WILLIAM B. FRANKLIN and GEORGE ISHAM SCOTT, Respondents,
JOSEPH H. HOADLEY and JOSEPH LEITER, Appellants, Impleaded with CYRUS FIELD JUDSON, Defendants.
SEPARATE APPEALS by the defendants, Joseph H. Hoadley and another, from a judgment of the Supreme Court in favor of the plaintiffs, entered in the office of the clerk of the county of New York on the 13th day of April, 1909, upon the verdict of a jury, and also from respective orders entered in said clerk's office on the 16th day of April, 1909, denying the defendants' respective motions for a new trial made upon the minutes.
George S. Graham, for the appellant Hoadley.
Alton B. Parker, for the appellant Leiter.
Edmund L. Mooney, for the respondents.

▬▬▬▬▬▬

▶ [Actions to take]:
1. Return the part of the case heading from "WILLIAM B. FRANKLIN" up to and including "FIELD JUDSON, Defendants.", word for word.
2. List every person the case heading names as a party to the case, whether respondent, appellant or defendant.
3. Answer these questions from the case heading:
(a) On what date was the judgment entered in the office of the clerk of the county of New York?
(b) Who appeared for the respondents?
(c) Who appeared for the appellant Leiter?

▶ [Provided data]:
▬▬▬▬▬▬

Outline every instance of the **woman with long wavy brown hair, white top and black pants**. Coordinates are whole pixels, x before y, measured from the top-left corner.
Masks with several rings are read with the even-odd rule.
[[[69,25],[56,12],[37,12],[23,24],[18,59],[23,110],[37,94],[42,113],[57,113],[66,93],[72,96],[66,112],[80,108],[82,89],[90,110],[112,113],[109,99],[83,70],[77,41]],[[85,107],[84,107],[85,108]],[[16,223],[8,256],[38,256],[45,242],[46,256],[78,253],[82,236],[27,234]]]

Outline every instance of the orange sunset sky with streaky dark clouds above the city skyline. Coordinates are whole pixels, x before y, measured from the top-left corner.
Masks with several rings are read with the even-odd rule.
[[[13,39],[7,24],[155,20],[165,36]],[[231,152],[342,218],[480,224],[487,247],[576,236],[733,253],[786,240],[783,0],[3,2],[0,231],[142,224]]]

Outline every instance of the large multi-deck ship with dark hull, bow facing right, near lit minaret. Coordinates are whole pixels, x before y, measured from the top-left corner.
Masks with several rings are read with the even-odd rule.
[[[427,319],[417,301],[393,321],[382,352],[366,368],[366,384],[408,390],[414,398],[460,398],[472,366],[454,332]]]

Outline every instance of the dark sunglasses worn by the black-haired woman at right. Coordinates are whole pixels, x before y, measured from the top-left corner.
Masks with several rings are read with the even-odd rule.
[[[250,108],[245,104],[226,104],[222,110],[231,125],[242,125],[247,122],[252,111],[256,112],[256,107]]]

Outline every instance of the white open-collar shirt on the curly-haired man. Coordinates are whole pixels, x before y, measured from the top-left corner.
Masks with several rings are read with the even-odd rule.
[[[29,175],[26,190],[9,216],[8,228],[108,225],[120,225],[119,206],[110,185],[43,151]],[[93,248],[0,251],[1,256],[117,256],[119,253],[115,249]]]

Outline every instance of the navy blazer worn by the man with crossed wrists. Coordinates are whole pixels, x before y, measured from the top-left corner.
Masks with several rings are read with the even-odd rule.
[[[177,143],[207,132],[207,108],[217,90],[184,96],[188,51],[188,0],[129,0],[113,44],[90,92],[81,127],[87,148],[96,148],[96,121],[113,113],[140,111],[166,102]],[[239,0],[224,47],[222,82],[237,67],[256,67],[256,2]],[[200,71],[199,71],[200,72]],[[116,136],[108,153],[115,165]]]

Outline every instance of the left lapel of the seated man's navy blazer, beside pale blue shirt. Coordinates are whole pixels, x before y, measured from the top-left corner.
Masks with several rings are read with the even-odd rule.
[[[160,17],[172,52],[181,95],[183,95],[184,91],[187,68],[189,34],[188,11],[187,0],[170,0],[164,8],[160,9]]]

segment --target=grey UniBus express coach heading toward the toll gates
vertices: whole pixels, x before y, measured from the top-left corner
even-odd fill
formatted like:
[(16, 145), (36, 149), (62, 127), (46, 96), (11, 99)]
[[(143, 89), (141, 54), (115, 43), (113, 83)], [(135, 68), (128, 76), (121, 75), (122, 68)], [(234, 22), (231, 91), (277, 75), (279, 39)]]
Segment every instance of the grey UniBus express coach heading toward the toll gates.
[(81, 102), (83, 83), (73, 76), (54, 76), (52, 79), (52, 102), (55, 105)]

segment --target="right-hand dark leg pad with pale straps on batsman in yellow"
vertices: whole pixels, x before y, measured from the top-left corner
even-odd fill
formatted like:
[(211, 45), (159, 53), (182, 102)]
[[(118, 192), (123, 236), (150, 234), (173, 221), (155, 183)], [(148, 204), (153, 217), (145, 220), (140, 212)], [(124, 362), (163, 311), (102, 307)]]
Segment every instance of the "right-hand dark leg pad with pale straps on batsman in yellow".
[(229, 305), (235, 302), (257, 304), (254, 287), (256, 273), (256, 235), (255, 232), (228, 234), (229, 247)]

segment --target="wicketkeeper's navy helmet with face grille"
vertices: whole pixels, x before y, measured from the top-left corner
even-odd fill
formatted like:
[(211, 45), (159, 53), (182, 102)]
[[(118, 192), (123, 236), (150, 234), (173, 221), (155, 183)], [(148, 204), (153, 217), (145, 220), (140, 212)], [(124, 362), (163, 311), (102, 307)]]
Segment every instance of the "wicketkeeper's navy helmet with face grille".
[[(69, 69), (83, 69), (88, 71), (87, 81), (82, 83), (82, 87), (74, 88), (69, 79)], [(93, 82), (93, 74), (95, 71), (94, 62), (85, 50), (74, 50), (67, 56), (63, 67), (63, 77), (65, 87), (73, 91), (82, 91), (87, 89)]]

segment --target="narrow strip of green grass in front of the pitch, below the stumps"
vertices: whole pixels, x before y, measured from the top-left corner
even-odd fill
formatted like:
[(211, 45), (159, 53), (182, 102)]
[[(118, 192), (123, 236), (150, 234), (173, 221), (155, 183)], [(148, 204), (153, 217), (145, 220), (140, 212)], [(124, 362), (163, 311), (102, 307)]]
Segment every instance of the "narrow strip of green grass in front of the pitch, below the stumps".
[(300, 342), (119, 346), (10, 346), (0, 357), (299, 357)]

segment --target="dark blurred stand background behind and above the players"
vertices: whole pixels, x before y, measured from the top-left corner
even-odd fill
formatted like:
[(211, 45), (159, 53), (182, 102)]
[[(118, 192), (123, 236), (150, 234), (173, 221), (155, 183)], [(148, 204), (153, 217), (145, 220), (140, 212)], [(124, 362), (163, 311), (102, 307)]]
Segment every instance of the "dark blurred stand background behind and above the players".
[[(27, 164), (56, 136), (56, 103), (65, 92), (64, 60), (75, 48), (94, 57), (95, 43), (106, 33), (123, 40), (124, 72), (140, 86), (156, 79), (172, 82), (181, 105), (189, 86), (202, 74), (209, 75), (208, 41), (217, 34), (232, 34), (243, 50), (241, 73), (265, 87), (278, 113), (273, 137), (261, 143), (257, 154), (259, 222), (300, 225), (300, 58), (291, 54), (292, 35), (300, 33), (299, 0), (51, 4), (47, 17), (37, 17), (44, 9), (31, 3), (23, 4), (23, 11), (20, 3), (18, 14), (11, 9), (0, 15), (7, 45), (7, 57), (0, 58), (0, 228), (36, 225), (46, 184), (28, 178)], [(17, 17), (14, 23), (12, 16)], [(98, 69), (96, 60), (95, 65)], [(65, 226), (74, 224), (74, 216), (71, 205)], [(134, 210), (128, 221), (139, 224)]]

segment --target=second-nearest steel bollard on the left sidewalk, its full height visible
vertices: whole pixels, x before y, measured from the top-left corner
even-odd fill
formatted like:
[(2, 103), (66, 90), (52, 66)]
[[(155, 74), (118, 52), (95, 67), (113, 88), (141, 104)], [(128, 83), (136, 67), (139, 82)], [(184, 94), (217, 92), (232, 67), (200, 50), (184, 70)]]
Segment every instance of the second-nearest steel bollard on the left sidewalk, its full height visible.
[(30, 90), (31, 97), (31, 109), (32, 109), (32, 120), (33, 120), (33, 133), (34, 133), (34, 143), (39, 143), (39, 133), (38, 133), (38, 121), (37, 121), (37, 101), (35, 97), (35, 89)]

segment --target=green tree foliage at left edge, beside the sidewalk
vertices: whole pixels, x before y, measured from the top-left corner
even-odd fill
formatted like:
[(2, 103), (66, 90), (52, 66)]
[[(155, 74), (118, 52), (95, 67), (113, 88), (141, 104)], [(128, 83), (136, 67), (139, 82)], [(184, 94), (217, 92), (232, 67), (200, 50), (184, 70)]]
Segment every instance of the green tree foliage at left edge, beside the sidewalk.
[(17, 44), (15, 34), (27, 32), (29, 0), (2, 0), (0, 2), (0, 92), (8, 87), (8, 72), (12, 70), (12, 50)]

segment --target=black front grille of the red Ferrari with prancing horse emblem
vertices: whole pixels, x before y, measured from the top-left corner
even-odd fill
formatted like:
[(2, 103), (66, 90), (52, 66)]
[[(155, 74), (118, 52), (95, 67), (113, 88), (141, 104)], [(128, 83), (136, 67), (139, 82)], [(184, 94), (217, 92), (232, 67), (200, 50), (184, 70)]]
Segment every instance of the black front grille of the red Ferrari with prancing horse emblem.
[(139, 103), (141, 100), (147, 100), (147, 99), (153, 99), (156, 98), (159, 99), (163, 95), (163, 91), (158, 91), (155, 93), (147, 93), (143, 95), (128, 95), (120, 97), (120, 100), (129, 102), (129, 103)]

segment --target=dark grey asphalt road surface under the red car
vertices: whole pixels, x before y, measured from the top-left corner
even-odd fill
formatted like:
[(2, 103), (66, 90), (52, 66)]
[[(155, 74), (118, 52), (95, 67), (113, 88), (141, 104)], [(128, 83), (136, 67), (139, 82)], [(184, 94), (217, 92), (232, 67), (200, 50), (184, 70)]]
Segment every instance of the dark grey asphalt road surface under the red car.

▬▬▬▬▬▬

▶ [Expected responses]:
1.
WILLIAM B. FRANKLIN and GEORGE ISHAM SCOTT, Respondents,
JOSEPH H. HOADLEY and JOSEPH LEITER, Appellants, Impleaded with CYRUS FIELD JUDSON, Defendants.

2.
William B. Franklin
George Isham Scott
Joseph H. Hoadley
Joseph Leiter
Cyrus Field Judson

3.
(a) The 13th day of April, 1909.
(b) Edmund L. Mooney.
(c) Alton B. Parker.